• **What you should do**
Copy all entries exactly, and wherever an entry holds a picture, leave that picture out.

• **Records for processing**
————————
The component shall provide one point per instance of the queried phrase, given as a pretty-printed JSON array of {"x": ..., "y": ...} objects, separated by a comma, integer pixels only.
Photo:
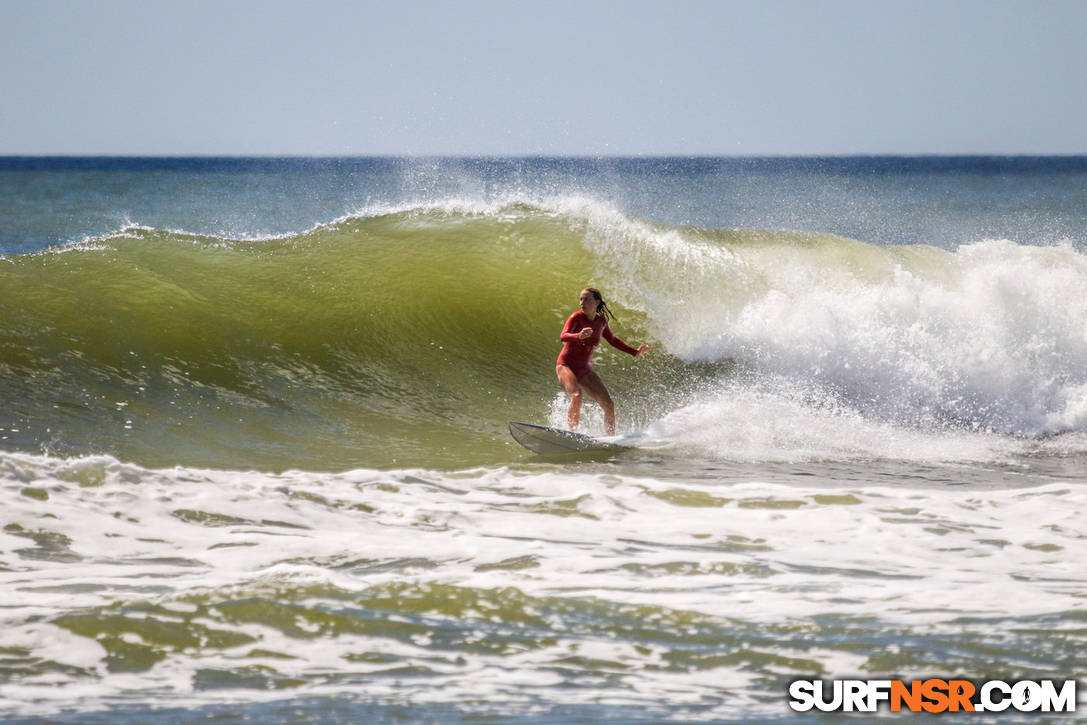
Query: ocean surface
[{"x": 254, "y": 463}]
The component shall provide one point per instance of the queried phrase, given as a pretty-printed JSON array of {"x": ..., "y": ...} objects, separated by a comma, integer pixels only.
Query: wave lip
[{"x": 413, "y": 333}]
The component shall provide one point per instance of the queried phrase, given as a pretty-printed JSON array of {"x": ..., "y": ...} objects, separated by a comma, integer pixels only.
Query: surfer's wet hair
[{"x": 602, "y": 308}]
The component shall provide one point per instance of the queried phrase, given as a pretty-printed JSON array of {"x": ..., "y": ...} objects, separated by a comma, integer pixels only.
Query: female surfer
[{"x": 579, "y": 338}]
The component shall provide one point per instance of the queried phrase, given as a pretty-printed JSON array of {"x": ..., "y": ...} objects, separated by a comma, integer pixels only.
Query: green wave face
[
  {"x": 412, "y": 337},
  {"x": 408, "y": 338}
]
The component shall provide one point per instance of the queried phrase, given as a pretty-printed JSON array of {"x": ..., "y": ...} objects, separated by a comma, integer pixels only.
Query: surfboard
[{"x": 544, "y": 439}]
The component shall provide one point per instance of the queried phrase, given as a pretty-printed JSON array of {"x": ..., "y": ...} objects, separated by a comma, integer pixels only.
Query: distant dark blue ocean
[{"x": 254, "y": 459}]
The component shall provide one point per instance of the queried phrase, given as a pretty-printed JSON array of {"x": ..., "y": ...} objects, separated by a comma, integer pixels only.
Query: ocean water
[{"x": 255, "y": 469}]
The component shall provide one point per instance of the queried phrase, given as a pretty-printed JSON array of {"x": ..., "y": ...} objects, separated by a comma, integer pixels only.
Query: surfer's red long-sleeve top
[{"x": 576, "y": 353}]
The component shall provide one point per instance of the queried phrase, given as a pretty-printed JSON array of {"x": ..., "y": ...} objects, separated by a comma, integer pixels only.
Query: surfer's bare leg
[
  {"x": 592, "y": 385},
  {"x": 569, "y": 382}
]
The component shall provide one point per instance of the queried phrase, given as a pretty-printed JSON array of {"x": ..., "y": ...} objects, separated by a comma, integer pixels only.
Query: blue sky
[{"x": 588, "y": 77}]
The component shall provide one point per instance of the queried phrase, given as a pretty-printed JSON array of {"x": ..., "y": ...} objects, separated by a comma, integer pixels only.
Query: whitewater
[{"x": 255, "y": 464}]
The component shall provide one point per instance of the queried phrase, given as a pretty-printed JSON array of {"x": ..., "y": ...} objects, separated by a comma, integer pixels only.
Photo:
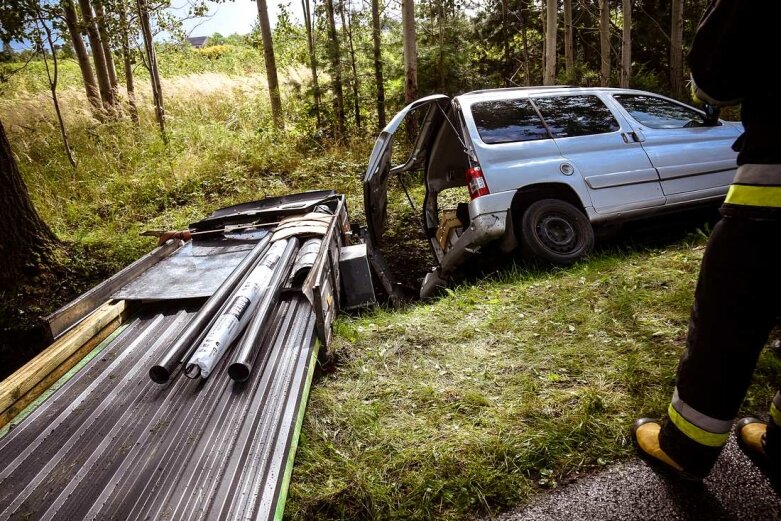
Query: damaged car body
[{"x": 542, "y": 167}]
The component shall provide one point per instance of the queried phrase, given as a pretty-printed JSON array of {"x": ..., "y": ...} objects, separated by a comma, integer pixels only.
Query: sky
[{"x": 232, "y": 16}]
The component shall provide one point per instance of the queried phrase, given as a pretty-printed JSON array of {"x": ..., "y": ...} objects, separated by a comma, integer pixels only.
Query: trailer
[{"x": 176, "y": 389}]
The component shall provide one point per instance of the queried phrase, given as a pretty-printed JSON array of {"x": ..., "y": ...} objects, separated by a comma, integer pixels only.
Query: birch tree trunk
[
  {"x": 604, "y": 42},
  {"x": 378, "y": 64},
  {"x": 676, "y": 48},
  {"x": 626, "y": 45},
  {"x": 151, "y": 60},
  {"x": 24, "y": 237},
  {"x": 336, "y": 70},
  {"x": 410, "y": 51},
  {"x": 105, "y": 40},
  {"x": 347, "y": 29},
  {"x": 96, "y": 46},
  {"x": 551, "y": 19},
  {"x": 271, "y": 64},
  {"x": 569, "y": 47},
  {"x": 310, "y": 43},
  {"x": 90, "y": 85},
  {"x": 128, "y": 62}
]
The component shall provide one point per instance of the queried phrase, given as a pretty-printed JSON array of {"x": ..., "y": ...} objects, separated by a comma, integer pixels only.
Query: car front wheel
[{"x": 554, "y": 231}]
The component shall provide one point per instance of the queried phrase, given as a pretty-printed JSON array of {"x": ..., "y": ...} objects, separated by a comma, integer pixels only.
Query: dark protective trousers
[{"x": 736, "y": 305}]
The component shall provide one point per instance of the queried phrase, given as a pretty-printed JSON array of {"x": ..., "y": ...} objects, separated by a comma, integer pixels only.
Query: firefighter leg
[{"x": 735, "y": 305}]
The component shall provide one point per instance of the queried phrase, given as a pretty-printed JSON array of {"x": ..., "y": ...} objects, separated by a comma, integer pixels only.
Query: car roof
[{"x": 523, "y": 92}]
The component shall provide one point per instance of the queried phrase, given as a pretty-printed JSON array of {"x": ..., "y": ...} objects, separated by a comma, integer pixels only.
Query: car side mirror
[{"x": 712, "y": 113}]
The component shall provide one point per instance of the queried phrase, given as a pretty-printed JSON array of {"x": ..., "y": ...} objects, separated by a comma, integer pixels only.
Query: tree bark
[
  {"x": 410, "y": 51},
  {"x": 569, "y": 47},
  {"x": 604, "y": 42},
  {"x": 378, "y": 64},
  {"x": 105, "y": 40},
  {"x": 101, "y": 69},
  {"x": 271, "y": 64},
  {"x": 90, "y": 85},
  {"x": 676, "y": 48},
  {"x": 310, "y": 43},
  {"x": 151, "y": 61},
  {"x": 626, "y": 45},
  {"x": 347, "y": 28},
  {"x": 25, "y": 239},
  {"x": 53, "y": 79},
  {"x": 336, "y": 70},
  {"x": 525, "y": 41},
  {"x": 551, "y": 19},
  {"x": 127, "y": 62}
]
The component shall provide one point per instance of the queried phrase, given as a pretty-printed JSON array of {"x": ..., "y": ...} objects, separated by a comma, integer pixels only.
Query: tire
[{"x": 555, "y": 232}]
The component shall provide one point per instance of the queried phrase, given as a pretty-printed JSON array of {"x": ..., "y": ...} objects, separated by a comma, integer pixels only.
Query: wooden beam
[
  {"x": 19, "y": 384},
  {"x": 30, "y": 396}
]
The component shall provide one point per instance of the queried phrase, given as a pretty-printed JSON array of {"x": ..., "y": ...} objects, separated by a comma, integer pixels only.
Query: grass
[
  {"x": 446, "y": 410},
  {"x": 474, "y": 403}
]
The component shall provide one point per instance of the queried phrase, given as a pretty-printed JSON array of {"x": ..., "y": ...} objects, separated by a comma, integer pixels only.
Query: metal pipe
[
  {"x": 241, "y": 367},
  {"x": 242, "y": 304},
  {"x": 161, "y": 372}
]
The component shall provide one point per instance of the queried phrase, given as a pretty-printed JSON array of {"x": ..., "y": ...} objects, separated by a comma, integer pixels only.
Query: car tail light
[{"x": 476, "y": 182}]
————————
• **Exercise answer**
The component shall provide one point per instance of the queried phrase, given as a pretty-printed JSON array of {"x": ..., "y": ...} objects, separated by a comma, integer pixels only.
Photo:
Query: ocean surface
[{"x": 254, "y": 463}]
The component shall provide one point per instance of the queried phrase, given as a pretty-printed JSON array of {"x": ..., "y": ...} objects, separated by a comma, integer pixels only.
Query: wave lip
[{"x": 413, "y": 333}]
The component shall provide one point per instance of the queried phrase, given as a pretty-printed JSON array of {"x": ..., "y": ...} objects, separated by a comma, integer pixels only.
Query: surfer's wet hair
[{"x": 602, "y": 308}]
The component shall provide one point per instance of the queried phrase, given as a pretty-printed JSON array of {"x": ..., "y": ...} objects, separated by a comma, integer pixels only.
Query: female surfer
[{"x": 579, "y": 338}]
The component shall provide one point per instance of the queried phrase, given as a pretty-printed JSON array of {"x": ..., "y": ...} objects, separated by a comma, integer pixels only.
Query: green wave face
[
  {"x": 412, "y": 337},
  {"x": 408, "y": 338}
]
The component shall provide one point per instance of the queried phrase, given as a pretty-printed JSON array of {"x": ..., "y": ...} objects, separated by a comma, integer pixels only.
Query: surfboard
[{"x": 544, "y": 439}]
The component shall provide one point per instance of the queried phrase, given as a pretty-printed JSON array of {"x": ..., "y": ...} objects, separated by a comma, integer pixels only.
Query: distant dark blue ocean
[{"x": 254, "y": 459}]
The component shall provide one point per instance of the queried phrase, given as a pretty-printed JSON array of {"x": ..., "y": ...} objects, separated by a comma, integer pixels only.
Query: ocean water
[{"x": 255, "y": 469}]
The component shall provide one point per instance of the queried phrase, given as a pretty-printed JSON array of {"x": ..., "y": ...} objects, separated by a comma, integer pixels only.
Query: surfer's red long-sleeve top
[{"x": 576, "y": 353}]
The component shall provide one point per instance of the queried phrase, given as a pretty-printed JSON array of {"x": ..., "y": ...} objects, separated by a comma, integer pixels only.
Query: surfer's bare leg
[
  {"x": 592, "y": 385},
  {"x": 569, "y": 382}
]
The component shall provide one point per instance of the queried phrase, given as a pretty-printed JSON array of {"x": ..., "y": ...} objects, separated by a comma, integer pixels only.
Query: blue sky
[{"x": 588, "y": 77}]
The component shall provide one point per instance of the queried phrase, given as a pretty-printed JSON array of {"x": ..., "y": ...} objects, separated by a comma, integer pixels only.
Query: whitewater
[{"x": 255, "y": 464}]
The component shall provide one point per instance of the queried phrase, given as a pretty-printed JSON array of {"x": ..., "y": ...} objects, separated by a comma, integer pixels only.
Photo:
Query: damaged car body
[{"x": 542, "y": 167}]
The component shall provide one point per instance of the queried phrase, given as a pretty-printed JSON array of {"x": ..., "y": ...} objects, separated by a comma, integer pixels only.
Query: sky
[{"x": 232, "y": 16}]
The component shall provide one point per instance of the queried phrase, given as a pretty-printed JSON array of {"x": ..., "y": ...} objects, separated by a comma, integer pixels only.
Query: trailer
[{"x": 176, "y": 389}]
The component shall provide one point per instance of the queried phrase, given as a pretty-printed JSON array of {"x": ..., "y": ...} objects, separated by a comma, integer pixels only.
Query: birch tree trunk
[
  {"x": 604, "y": 42},
  {"x": 378, "y": 64},
  {"x": 676, "y": 48},
  {"x": 626, "y": 45},
  {"x": 151, "y": 60},
  {"x": 24, "y": 237},
  {"x": 336, "y": 70},
  {"x": 410, "y": 51},
  {"x": 105, "y": 40},
  {"x": 347, "y": 29},
  {"x": 96, "y": 46},
  {"x": 551, "y": 19},
  {"x": 271, "y": 64},
  {"x": 569, "y": 47},
  {"x": 310, "y": 43},
  {"x": 90, "y": 85},
  {"x": 128, "y": 62}
]
The component shall provide one point per instance of the queried phrase, given as a pretty-printed JSON array of {"x": ..., "y": ...} objects, separated by a comma, integer pixels only.
Query: car front wheel
[{"x": 554, "y": 231}]
The component shall provide one point per instance of the queried phrase, given as a pretty-printed JSON array of {"x": ..., "y": ...} objects, separated by a comma, integer pixels only.
Query: dark protective trousers
[{"x": 736, "y": 305}]
The component shall provide one point per instance of the queried phrase, given as a pretty-printed JSON array of {"x": ..., "y": ...} objects, separated by a comma, integer pixels only.
Query: firefighter leg
[{"x": 735, "y": 305}]
The component shall provide one point per instance of the queried phrase, given as a pretty-printed JSON array of {"x": ..., "y": ...} objects, separated by a comma, integer pixels only.
Query: car roof
[{"x": 523, "y": 92}]
The component shall provide one point per instance of the queried phrase, given as a pretty-printed JSON array of {"x": ..., "y": ...} objects, separated by a comma, integer pixels only.
Query: car side mirror
[{"x": 712, "y": 113}]
The component shall provide one point per instance of the queried phrase, given as a pretty-printed JSON array of {"x": ..., "y": ...} objects, separated by a comma, integer pixels only.
Query: tree bark
[
  {"x": 410, "y": 51},
  {"x": 569, "y": 47},
  {"x": 604, "y": 42},
  {"x": 378, "y": 64},
  {"x": 105, "y": 40},
  {"x": 101, "y": 69},
  {"x": 271, "y": 64},
  {"x": 90, "y": 85},
  {"x": 676, "y": 48},
  {"x": 310, "y": 43},
  {"x": 151, "y": 61},
  {"x": 626, "y": 45},
  {"x": 347, "y": 28},
  {"x": 25, "y": 239},
  {"x": 53, "y": 79},
  {"x": 336, "y": 70},
  {"x": 525, "y": 41},
  {"x": 551, "y": 19},
  {"x": 127, "y": 62}
]
The component shall provide one point per instance of the queried phrase, given as a pretty-printed JSON array of {"x": ..., "y": ...} objects, separated by a comma, integer pixels only.
Query: tire
[{"x": 555, "y": 232}]
The component shall provide one point per instance of the queried phrase, given as a pretty-printed JSON array of {"x": ..., "y": ...} objects, separated by a comma, integer pixels only.
Query: wooden beam
[
  {"x": 19, "y": 384},
  {"x": 30, "y": 396}
]
The component shall provide one point per instance of the queried phrase, given as a pretty-printed JSON array of {"x": ..., "y": ...} objects, separated by a comma, integer pixels only.
Query: grass
[
  {"x": 446, "y": 410},
  {"x": 474, "y": 403}
]
The component shall provide one point per instance of the queried phrase, given as a pretty-printed JSON array of {"x": ..., "y": ...} objects, separated by a comma, integer pixels only.
Query: metal pipe
[
  {"x": 241, "y": 367},
  {"x": 242, "y": 304},
  {"x": 161, "y": 372}
]
The component shall provide one point per instance of the queried phrase, given as a pretty-printed JSON array of {"x": ..., "y": ...} objects, separated by a comma, integer pixels only.
Query: car tail light
[{"x": 476, "y": 182}]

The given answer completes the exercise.